• **Prompt**
Your task is to output the data exactly as it stands.

[Point localization data]
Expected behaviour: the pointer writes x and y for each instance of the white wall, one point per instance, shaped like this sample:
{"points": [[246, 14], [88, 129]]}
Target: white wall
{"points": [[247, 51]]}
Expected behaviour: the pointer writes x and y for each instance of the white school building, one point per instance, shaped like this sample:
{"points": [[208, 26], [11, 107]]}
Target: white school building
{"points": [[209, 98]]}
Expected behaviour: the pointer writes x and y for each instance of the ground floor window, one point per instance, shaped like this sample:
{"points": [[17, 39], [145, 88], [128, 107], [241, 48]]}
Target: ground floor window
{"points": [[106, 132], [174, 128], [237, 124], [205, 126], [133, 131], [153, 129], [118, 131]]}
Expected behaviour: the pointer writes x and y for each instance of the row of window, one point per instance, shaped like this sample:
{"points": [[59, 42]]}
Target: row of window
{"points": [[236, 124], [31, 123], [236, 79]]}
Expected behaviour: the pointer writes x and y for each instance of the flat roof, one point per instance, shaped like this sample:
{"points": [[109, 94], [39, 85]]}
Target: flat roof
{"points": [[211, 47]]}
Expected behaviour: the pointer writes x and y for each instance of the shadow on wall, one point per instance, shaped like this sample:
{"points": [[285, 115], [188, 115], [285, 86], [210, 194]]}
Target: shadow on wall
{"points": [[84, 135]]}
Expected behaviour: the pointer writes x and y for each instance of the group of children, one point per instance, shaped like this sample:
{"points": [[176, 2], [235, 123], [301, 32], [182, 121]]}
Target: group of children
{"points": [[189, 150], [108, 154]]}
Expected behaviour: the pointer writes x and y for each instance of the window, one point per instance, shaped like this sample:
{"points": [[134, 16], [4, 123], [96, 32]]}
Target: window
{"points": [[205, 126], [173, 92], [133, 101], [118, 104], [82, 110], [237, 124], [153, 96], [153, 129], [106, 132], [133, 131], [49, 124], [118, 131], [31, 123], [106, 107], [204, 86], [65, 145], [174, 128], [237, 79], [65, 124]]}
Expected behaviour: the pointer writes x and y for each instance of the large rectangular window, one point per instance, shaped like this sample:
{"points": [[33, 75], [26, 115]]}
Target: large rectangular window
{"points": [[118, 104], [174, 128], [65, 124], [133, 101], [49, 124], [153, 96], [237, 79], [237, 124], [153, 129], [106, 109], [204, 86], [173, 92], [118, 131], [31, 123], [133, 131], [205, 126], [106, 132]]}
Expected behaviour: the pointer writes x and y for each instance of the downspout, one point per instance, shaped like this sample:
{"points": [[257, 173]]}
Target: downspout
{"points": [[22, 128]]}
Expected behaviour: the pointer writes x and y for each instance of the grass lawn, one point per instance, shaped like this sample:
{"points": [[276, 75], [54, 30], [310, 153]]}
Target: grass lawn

• **Written response**
Expected behaviour: the pointer writes x and y for each instance of the white wall, one point per instance, shaped like this sample:
{"points": [[246, 14], [88, 129]]}
Target: white wall
{"points": [[247, 51]]}
Expected behaviour: the pointer writes x and y for each instance of the white school building, one point per instance, shaped like this sample:
{"points": [[208, 26], [11, 107]]}
Target: white school building
{"points": [[209, 98]]}
Expected behaviour: the pointer writes x and y for each instance of the ground floor window, one point per instance, shaped like this sample:
{"points": [[17, 39], [145, 88], [128, 107], [241, 48]]}
Target: ground floor window
{"points": [[106, 132], [174, 128], [237, 124], [205, 126], [133, 131], [153, 129], [118, 131]]}
Expected behaviour: the pointer writes x and y for each instance of the row of window, one point per instance, shaped like this sample:
{"points": [[59, 42]]}
Target: row of window
{"points": [[236, 124], [31, 123], [236, 79]]}
Expected behaviour: the pointer writes x and y for each instance of the flat roof, one point per instance, shaped like this sample:
{"points": [[109, 94], [39, 85]]}
Target: flat roof
{"points": [[211, 47]]}
Expected behaviour: the pointer writes x and y for each instance of the shadow on wall, one point per instance, shaped like this sample:
{"points": [[285, 115], [188, 115], [285, 86], [210, 194]]}
Target: shadow on wall
{"points": [[84, 135]]}
Expected behaviour: the pointer writes x and y for each instance of the group of children, one point per instance, shaped like this sample:
{"points": [[176, 2], [235, 123], [301, 32], [182, 121]]}
Target: group of children
{"points": [[189, 150], [108, 154]]}
Expected behaviour: the pointer writes x and y for each instance of the window, one point per instance, shaped like this sample:
{"points": [[134, 16], [4, 123], [96, 32]]}
Target: window
{"points": [[205, 126], [173, 92], [133, 101], [118, 104], [82, 110], [237, 124], [153, 96], [153, 129], [106, 132], [133, 131], [49, 124], [118, 131], [31, 123], [106, 107], [204, 86], [65, 145], [174, 128], [237, 79], [65, 124]]}
Expected behaviour: the pointer writes x and y for each instance of the large rectangular window, one point per instance, shaped like this sample:
{"points": [[33, 75], [26, 115]]}
Target: large rectangular window
{"points": [[118, 104], [174, 128], [65, 124], [133, 101], [49, 124], [153, 96], [237, 79], [237, 124], [153, 129], [106, 109], [204, 86], [173, 92], [118, 131], [31, 123], [133, 131], [205, 126], [106, 132]]}
Expected behaviour: the pointer writes x and y for each instance of the downspout, one point per instance, shaped like this sample:
{"points": [[257, 173]]}
Target: downspout
{"points": [[22, 128]]}
Expected behaviour: the pointer writes x and y for each instance of the grass lawn, one point per instance, shaped like this sample:
{"points": [[276, 75], [54, 30], [310, 153]]}
Target: grass lawn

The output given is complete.